Free Speech and Triskaidekaphobic Calculators: A Reply to Hubinger on the Relevance of Public Online Discussion to Existential Risk
Do you think having that debate online was something that needed to happen for AI safety/x-risk? Do you think it benefited AI safety at all? I’m genuinely curious. My bet would be the opposite—that it caused AI safety to be more associated with political drama that helped further taint it.
Okay, but the reason you think AI safety/x-risk is important is because twenty years ago, people like Eliezer Yudkowsky and Nick Bostrom were trying to do systematically correct reasoning about the future, noticed that the alignment problem looked really important, and followed that line of reasoning where it took them—even though it probably looked “tainted” to the serious academics of the time. (The robot apocalypse is nigh? Pftt, sounds like science fiction.)
The cognitive algorithm of “Assume my current agenda is the most important thing, and then execute whatever political strategies are required to protect its social status, funding, power, un-taintedness, &c.” wouldn’t have led us to noticing the alignment problem, and I would be pretty surprised if it were sufficient to solve it (although that would be very convenient).
An analogy: it’s actually easier to build a calculator that does correct arithmetic than it is to build a “triskaidekaphobic calculator” that does “correct arithmetic, except that it never displays the result 13″, because the simplest implementation of the latter is just a calculator plus an extra conditional that puts something else on the screen when the real answer would have been 13.
If you don’t actually understand how arithmetic works, but you feel intense social pressure to produce a machine that never displays the number 13, I don’t think you actually succeed at building a triskaidekaphobic calculator: you’re trying to solve a problem under constraints that make it impossible to solve a strictly easier problem.
= = = = =
_TASKS FOR THIS EXERCISE_.
#1 Please retype the passage of the reply on AI safety discussion above from "Okay, but the" to "like science fiction.)".
#2 Answer these questions using the reply on AI safety discussion above:
(a) Which two people does it name as trying to reason systematically about the future twenty years ago?
(b) Which number does the triskaidekaphobic calculator never display?
(c) In the simplest implementation of that calculator, what is added to an ordinary calculator?

_GIVEN DATA_.
= = = = =
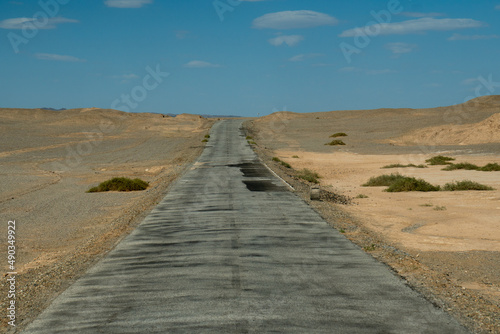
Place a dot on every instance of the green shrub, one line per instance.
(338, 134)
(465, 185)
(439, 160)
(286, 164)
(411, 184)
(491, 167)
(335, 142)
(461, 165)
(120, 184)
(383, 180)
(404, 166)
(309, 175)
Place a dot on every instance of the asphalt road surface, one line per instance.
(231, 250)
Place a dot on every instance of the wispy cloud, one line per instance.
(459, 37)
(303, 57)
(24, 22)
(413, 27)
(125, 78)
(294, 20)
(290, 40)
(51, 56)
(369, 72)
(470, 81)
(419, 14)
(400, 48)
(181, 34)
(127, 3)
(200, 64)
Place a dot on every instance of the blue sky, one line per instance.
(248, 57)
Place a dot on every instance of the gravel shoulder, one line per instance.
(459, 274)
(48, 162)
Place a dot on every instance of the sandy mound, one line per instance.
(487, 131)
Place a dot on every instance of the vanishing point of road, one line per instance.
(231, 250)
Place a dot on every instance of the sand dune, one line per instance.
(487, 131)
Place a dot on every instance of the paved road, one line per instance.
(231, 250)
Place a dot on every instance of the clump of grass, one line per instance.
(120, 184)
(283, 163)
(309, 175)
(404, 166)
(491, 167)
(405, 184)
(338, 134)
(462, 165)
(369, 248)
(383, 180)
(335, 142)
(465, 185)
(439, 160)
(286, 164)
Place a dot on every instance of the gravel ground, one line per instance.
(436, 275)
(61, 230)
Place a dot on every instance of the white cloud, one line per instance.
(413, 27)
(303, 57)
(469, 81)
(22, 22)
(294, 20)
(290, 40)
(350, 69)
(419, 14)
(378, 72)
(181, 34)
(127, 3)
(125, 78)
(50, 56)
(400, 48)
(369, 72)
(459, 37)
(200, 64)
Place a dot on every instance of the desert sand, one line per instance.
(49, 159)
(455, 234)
= = = = =
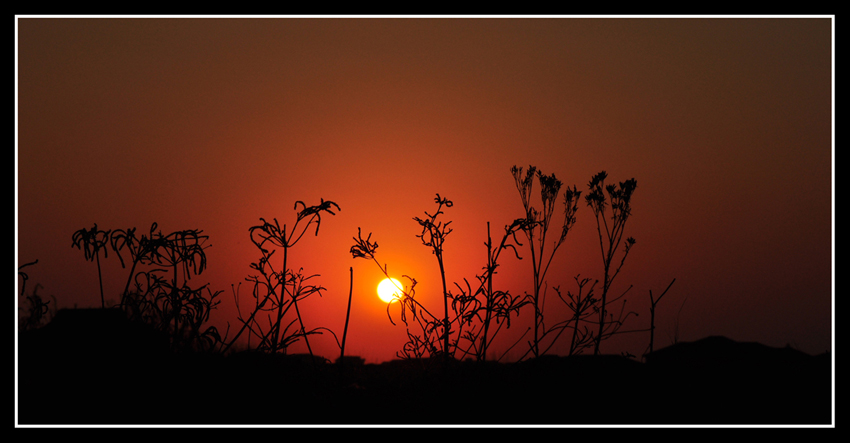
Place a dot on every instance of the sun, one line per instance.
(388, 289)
= = = = =
_THE RESULTS_.
#1
Okay, but the reason you think AI safety/x-risk is important is because twenty years ago, people like Eliezer Yudkowsky and Nick Bostrom were trying to do systematically correct reasoning about the future, noticed that the alignment problem looked really important, and followed that line of reasoning where it took them—even though it probably looked “tainted” to the serious academics of the time. (The robot apocalypse is nigh? Pftt, sounds like science fiction.)

#2
(a) Eliezer Yudkowsky and Nick Bostrom
(b) 13
(c) An extra conditional that puts something else on the screen when the real answer would have been 13